Supplied text —

▬▬▬

If pKVM's (kernel, or elsewhere) documentation says something like

  Shared to private (in addition to private to shared already specified
  in the userspace/KVM contract) conversions through guest_memfd
  specifying ZERO will have memory contents zeroed.

Would that then cover both perspectives? I see Fuad's point that pKVM
would like to provide guarantees in the shared to private direction too,
and I see Sean's point that the shared to private direction isn't a
userspace/KVM thing.

The awkward part is that we guarantee both directions for PRESERVE but
not for ZERO.

>> >   For testing purposes, the KVM_X86_SW_PROTECTED_VM testing vehicle
>> >   will support this policy and ensure zeroing for conversions in both
>> >   directions.
>> >
>> > ``KVM_SET_MEMORY_ATTRIBUTES2_CONTENT_POLICY_PRESERVE``
>> >
>> >   On private/shared conversions in both directions, memory contents
>> >   will be preserved and readable. As a concrete example, if the host
>> >   writes ``0xbeef`` to memory and converts the memory to shared, the
>> >   guest will also read ``0xbeef``, after any necessary hardware or
>> >   software provided decryption. After a reverse shared to private
>> >   conversion, the host will also read ``0xbeef``.
>>
>> I think that this example is backwards. If the host writes to memory,
>> that memory is already shared, isn't it? Converting it to shared is
>> redundant. More importantly, if memory undergoes a shared-to-private
>> conversion, the host must lose access entirely.
>
> Ya, it's messed up.
>

Omg, it is backwards!! Might have been copypasta...

>> Maybe a clearer example would reflect actual payload injection and
>> bounce buffer sharing:
>> - Shared-to-Private (Payload Injection): The host writes a payload
>> (e.g., 0xbeef) to shared memory and converts it to private. The guest
>> reads 0xbeef in its private address space. The host loses access.

▬▬▬

Information provided —
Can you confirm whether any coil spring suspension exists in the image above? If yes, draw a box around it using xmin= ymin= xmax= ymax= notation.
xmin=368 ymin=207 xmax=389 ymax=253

▬▬▬

What you need to do —
1 > List every identifier in the KVM thread that contains an underscore.
2 > Write out the KVM thread from "Would that then" to "userspace/KVM thing.".

Solutions by task —
1 >
guest_memfd
KVM_X86_SW_PROTECTED_VM
KVM_SET_MEMORY_ATTRIBUTES2_CONTENT_POLICY_PRESERVE

2 >
Would that then cover both perspectives? I see Fuad's point that pKVM
would like to provide guarantees in the shared to private direction too,
and I see Sean's point that the shared to private direction isn't a
userspace/KVM thing.